Given instruction> Output each line of the data below as a string in a JSON list, one string per line, leaving out any blank lines.

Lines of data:
##############################

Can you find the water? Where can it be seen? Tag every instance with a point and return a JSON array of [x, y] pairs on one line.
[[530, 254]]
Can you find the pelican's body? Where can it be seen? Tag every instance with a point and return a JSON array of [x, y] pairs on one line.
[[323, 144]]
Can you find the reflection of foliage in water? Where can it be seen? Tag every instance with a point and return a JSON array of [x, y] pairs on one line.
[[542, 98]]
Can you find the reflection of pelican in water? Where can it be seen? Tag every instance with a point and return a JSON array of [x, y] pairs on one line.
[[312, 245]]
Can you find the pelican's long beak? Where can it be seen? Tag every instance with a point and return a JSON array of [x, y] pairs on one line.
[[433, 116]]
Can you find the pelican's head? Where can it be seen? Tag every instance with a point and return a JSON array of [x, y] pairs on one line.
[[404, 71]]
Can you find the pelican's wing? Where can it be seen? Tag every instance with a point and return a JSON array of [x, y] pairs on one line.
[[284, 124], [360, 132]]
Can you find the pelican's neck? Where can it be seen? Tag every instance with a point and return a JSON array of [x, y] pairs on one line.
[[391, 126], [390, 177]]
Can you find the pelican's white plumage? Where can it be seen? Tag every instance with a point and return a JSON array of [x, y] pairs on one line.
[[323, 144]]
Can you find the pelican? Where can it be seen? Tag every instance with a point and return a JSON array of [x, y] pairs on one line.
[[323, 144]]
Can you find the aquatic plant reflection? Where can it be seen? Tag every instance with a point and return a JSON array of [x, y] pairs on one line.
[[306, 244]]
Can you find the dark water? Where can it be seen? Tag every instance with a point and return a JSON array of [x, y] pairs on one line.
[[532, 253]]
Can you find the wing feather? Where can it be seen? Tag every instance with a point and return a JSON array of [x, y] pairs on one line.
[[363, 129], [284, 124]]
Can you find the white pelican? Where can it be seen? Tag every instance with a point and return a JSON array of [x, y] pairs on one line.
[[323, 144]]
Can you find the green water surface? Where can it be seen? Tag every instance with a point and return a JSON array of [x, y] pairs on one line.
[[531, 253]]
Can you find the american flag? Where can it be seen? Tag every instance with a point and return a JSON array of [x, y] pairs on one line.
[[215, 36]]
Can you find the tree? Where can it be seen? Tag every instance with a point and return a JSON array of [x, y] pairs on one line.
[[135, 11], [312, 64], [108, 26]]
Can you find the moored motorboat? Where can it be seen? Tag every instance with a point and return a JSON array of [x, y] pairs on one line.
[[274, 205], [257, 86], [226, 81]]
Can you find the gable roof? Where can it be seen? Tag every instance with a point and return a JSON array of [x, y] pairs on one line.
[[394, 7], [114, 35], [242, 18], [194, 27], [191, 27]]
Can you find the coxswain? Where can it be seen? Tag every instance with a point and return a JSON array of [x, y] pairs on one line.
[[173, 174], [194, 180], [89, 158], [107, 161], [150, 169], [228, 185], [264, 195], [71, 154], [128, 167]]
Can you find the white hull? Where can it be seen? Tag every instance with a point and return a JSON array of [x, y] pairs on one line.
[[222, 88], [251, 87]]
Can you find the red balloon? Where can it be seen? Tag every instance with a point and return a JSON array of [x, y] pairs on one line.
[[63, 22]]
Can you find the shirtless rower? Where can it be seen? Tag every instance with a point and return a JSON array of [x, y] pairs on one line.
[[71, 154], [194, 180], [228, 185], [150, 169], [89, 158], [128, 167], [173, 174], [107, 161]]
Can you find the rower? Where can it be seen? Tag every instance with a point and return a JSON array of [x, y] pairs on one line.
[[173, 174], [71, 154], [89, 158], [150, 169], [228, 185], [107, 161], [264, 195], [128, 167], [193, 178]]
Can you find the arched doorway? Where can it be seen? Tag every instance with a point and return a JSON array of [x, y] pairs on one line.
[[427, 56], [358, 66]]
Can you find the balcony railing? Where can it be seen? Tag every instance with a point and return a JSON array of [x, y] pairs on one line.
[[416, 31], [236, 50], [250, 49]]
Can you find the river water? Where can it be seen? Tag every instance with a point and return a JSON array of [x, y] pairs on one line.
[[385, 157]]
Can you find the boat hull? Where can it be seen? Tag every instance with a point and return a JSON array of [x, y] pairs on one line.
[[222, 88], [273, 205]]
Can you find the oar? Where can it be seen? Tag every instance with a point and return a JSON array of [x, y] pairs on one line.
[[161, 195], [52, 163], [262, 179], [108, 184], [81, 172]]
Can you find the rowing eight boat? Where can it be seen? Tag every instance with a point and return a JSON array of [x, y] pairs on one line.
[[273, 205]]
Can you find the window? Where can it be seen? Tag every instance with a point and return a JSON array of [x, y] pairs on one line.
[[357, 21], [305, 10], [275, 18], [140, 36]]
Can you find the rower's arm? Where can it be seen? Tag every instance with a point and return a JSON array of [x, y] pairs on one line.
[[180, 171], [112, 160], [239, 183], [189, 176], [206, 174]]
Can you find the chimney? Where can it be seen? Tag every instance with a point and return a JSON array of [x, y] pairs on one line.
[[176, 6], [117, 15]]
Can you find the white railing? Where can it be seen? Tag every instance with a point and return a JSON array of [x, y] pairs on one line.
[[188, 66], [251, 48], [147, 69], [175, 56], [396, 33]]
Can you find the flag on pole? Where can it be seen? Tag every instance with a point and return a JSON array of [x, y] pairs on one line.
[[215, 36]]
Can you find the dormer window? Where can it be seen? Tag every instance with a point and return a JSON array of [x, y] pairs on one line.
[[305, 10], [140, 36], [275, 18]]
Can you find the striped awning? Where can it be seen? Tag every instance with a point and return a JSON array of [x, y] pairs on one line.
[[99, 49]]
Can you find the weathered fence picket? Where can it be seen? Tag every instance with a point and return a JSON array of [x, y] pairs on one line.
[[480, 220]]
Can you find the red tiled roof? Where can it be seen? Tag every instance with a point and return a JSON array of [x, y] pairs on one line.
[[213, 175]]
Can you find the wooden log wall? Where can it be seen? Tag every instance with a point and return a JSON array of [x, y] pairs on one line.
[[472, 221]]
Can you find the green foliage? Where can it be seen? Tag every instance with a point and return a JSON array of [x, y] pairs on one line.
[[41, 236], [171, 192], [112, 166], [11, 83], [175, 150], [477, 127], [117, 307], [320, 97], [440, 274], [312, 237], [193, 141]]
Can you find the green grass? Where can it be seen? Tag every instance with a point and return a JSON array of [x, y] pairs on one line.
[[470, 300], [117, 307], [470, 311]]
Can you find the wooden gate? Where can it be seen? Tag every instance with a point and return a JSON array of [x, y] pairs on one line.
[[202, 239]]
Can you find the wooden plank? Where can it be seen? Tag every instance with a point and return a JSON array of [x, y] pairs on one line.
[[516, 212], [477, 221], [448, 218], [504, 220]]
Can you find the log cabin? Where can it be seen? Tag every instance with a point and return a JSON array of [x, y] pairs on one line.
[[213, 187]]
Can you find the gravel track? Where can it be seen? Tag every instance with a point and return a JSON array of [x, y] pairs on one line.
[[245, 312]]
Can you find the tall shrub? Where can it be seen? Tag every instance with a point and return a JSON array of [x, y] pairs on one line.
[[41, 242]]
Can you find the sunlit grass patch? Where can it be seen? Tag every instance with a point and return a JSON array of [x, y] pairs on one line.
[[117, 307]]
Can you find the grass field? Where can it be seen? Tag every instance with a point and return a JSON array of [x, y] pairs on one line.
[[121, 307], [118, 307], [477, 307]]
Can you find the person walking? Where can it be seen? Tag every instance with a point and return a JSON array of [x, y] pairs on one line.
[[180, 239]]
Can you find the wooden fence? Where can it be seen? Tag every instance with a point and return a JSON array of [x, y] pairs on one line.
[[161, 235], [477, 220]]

##############################

Reply to the exercise>
[
  "Can you find the water? Where can it be seen? Tag every instance with a point and return a JSON array of [x, y] pairs on one line.",
  "[[530, 254]]",
  "Can you find the pelican's body? Where can it be seen? Tag every instance with a point and return a JSON array of [x, y] pairs on one line.",
  "[[323, 144]]",
  "Can you find the reflection of foliage in water? Where can it be seen? Tag every instance with a point and return a JSON array of [x, y] pairs on one line.",
  "[[542, 98]]",
  "Can you find the reflection of pelican in water? Where can it be seen? Tag every instance with a point and return a JSON array of [x, y] pairs on one line.",
  "[[312, 245]]",
  "Can you find the pelican's long beak? Where can it be seen? Tag every instance with a point and return a JSON array of [x, y] pairs on one line.",
  "[[433, 116]]",
  "Can you find the pelican's head? Where can it be seen? Tag every instance with a point and return a JSON array of [x, y] pairs on one line.",
  "[[404, 71]]",
  "Can you find the pelican's wing? Where can it be seen? Tag every instance with a point and return a JSON array of [x, y] pairs on one line.",
  "[[284, 124], [360, 132]]",
  "Can you find the pelican's neck? Where can it be seen? Tag every instance with a point and return a JSON array of [x, y] pairs on one line.",
  "[[391, 126], [390, 177]]",
  "Can you find the pelican's white plumage? Where can it be seen? Tag every instance with a point and return a JSON array of [x, y] pairs on one line.",
  "[[323, 144]]",
  "Can you find the pelican? Where can it be seen? Tag every instance with a point and return a JSON array of [x, y] pairs on one line.",
  "[[323, 144]]",
  "Can you find the aquatic plant reflection? Where can it be seen? Tag every instance with a point and return a JSON array of [x, y] pairs on one line.",
  "[[306, 244]]",
  "Can you find the dark water? Where can it be seen? Tag every instance with a point and return a JSON array of [x, y] pairs on one line.",
  "[[532, 253]]",
  "Can you find the wing feather? Where can it be seen? Tag every instance with a point and return a JSON array of [x, y] pairs on one line.",
  "[[363, 129], [284, 124]]",
  "Can you find the white pelican? Where can it be seen? Tag every instance with a point and return a JSON array of [x, y] pairs on one line.",
  "[[323, 144]]",
  "Can you find the green water surface? Where can it be seen? Tag every instance with a point and return a JSON array of [x, y] pairs on one line.",
  "[[531, 253]]",
  "Can you find the american flag? Where can it be seen? Tag every instance with a point and return a JSON array of [x, y] pairs on one line.",
  "[[215, 36]]",
  "Can you find the tree? Where can it be seen? Tag every instance with a point and return a JSON array of [x, y] pairs on one line.",
  "[[135, 11], [312, 64], [108, 26]]",
  "Can you find the moored motorboat? Where can it be seen? Tag every instance with a point and return a JSON array of [x, y] pairs on one line.",
  "[[274, 205], [257, 86], [226, 81]]",
  "Can you find the gable roof? Where can it be seen? Tag every instance with a point and return a JSON array of [x, y] pairs on one line.",
  "[[394, 7], [114, 35], [242, 18], [194, 27], [191, 27]]",
  "Can you find the coxswain? Where can it be seen? Tag every instance with a point and return a JSON array of [x, y] pairs on one line.",
  "[[173, 174], [194, 180], [89, 158], [107, 161], [150, 169], [228, 185], [264, 195], [71, 154], [128, 167]]",
  "Can you find the white hull? Where can it be seen? Tag every instance with a point and return a JSON array of [x, y] pairs on one line.",
  "[[222, 88], [251, 87]]",
  "Can you find the red balloon? Where can it be seen? Tag every instance with a point and return a JSON array of [x, y] pairs on one line.",
  "[[63, 22]]",
  "Can you find the shirtless rower? Where can it be seen? Tag every instance with a point and return a JSON array of [x, y] pairs on one line.",
  "[[71, 154], [194, 180], [228, 185], [150, 169], [89, 158], [128, 167], [173, 174], [107, 161]]",
  "Can you find the rower? Where can it be seen? Tag every instance with a point and return a JSON array of [x, y] pairs on one line.",
  "[[173, 174], [71, 154], [89, 158], [150, 169], [228, 185], [107, 161], [264, 195], [128, 167], [193, 178]]",
  "Can you find the arched doorway? Where can it be seen? Tag every instance with a point and return a JSON array of [x, y] pairs on one line.",
  "[[427, 56], [358, 66]]",
  "Can you find the balcony railing? Where can it be seen? Tag every instance with a point and return a JSON array of [x, y] pairs on one line.",
  "[[416, 31], [236, 50], [250, 49]]",
  "Can you find the river water? Where can it be seen? Tag every instance with a point and return a JSON array of [x, y] pairs on one line.",
  "[[385, 157]]",
  "Can you find the boat hull? Where can it be seen? Tag every instance with a point and return a JSON array of [x, y] pairs on one line.",
  "[[222, 88], [273, 205]]",
  "Can you find the oar? Where can it be seen? Tag every instance with a point and return a JSON array of [x, y] pairs on one line.",
  "[[161, 195], [52, 163], [262, 179], [108, 184], [81, 172]]",
  "Can you find the rowing eight boat? Where can it be seen? Tag every instance with a point and return a JSON array of [x, y] pairs on one line.",
  "[[273, 205]]",
  "Can you find the window? Where can it be seen? Tag every instance with a point and return a JSON array of [x, y] pairs on one line.",
  "[[357, 21], [305, 10], [275, 18], [140, 36]]",
  "Can you find the rower's arm? Where can it be seen? Tag every instance with a point and return a JSON array of [x, y] pairs on one line.",
  "[[180, 171], [112, 160], [239, 183], [189, 176], [206, 174]]",
  "Can you find the chimney? Where can it be seen? Tag every instance with a point and return a JSON array of [x, y] pairs on one line.",
  "[[176, 6], [117, 15]]",
  "Can you find the white railing? Where can it be seen? Tag every instance with a point and return a JSON array of [x, y] pairs on one line.",
  "[[188, 66], [251, 48], [147, 69], [175, 56], [396, 33]]",
  "Can you find the flag on pole? Where can it be seen? Tag every instance with a point and return a JSON array of [x, y] pairs on one line.",
  "[[215, 36]]",
  "Can you find the dormer window? Where can it be seen? Tag every instance with a point and return a JSON array of [x, y] pairs on one line.",
  "[[305, 10], [140, 36], [275, 18]]",
  "Can you find the striped awning? Where can it be seen? Tag every instance with a point and return a JSON array of [x, y] pairs on one line.",
  "[[99, 49]]",
  "Can you find the weathered fence picket? Where can it be seen? Tag every instance with a point and return a JSON array of [x, y] pairs on one line.",
  "[[480, 220]]",
  "Can you find the red tiled roof? Where can it be seen? Tag every instance with a point and return a JSON array of [x, y] pairs on one line.",
  "[[213, 175]]",
  "Can you find the wooden log wall? Where can it be seen? Tag every instance with a point and return a JSON array of [x, y] pairs on one line.",
  "[[472, 221]]",
  "Can you find the green foliage? Where can it be seen? Tag every instance with a point and return a JSON array of [x, y] pairs on one line.",
  "[[41, 236], [171, 192], [112, 166], [11, 83], [175, 150], [477, 127], [117, 307], [320, 97], [440, 274], [312, 237], [193, 141]]",
  "Can you find the green grass? Where can it be seen? Tag every instance with a point and return a JSON array of [x, y] pairs on one line.",
  "[[470, 300], [117, 307], [470, 311]]",
  "Can you find the wooden gate? Where can it be seen? Tag every instance with a point and return a JSON array of [x, y] pairs on one line.",
  "[[202, 239]]",
  "Can you find the wooden plank? Where can it be seen? Tag every instance with a point and return a JSON array of [x, y] pairs on one line.",
  "[[516, 212], [477, 221], [448, 218], [504, 220]]",
  "Can you find the log cabin? Where can it be seen? Tag every instance with a point and return a JSON array of [x, y] pairs on one line.",
  "[[213, 187]]",
  "Can you find the gravel track? Where can it be seen? Tag every instance with a point and return a JSON array of [x, y] pairs on one line.",
  "[[245, 312]]",
  "Can you find the tall shrub? Where can it be seen? Tag every instance with a point and return a JSON array of [x, y] pairs on one line.",
  "[[41, 242]]",
  "Can you find the sunlit grass patch? Where can it be seen? Tag every instance with a point and return a JSON array of [x, y] pairs on one line.",
  "[[117, 307]]",
  "Can you find the grass field? Where can it be seen? Tag every instance with a point and return a JSON array of [x, y] pairs on one line.",
  "[[121, 307], [118, 307], [477, 307]]",
  "Can you find the person walking? Where can it be seen? Tag every instance with a point and return a JSON array of [x, y] pairs on one line.",
  "[[180, 239]]",
  "Can you find the wooden fence? Where can it be seen? Tag every instance with a point and return a JSON array of [x, y] pairs on one line.",
  "[[161, 235], [477, 220]]"
]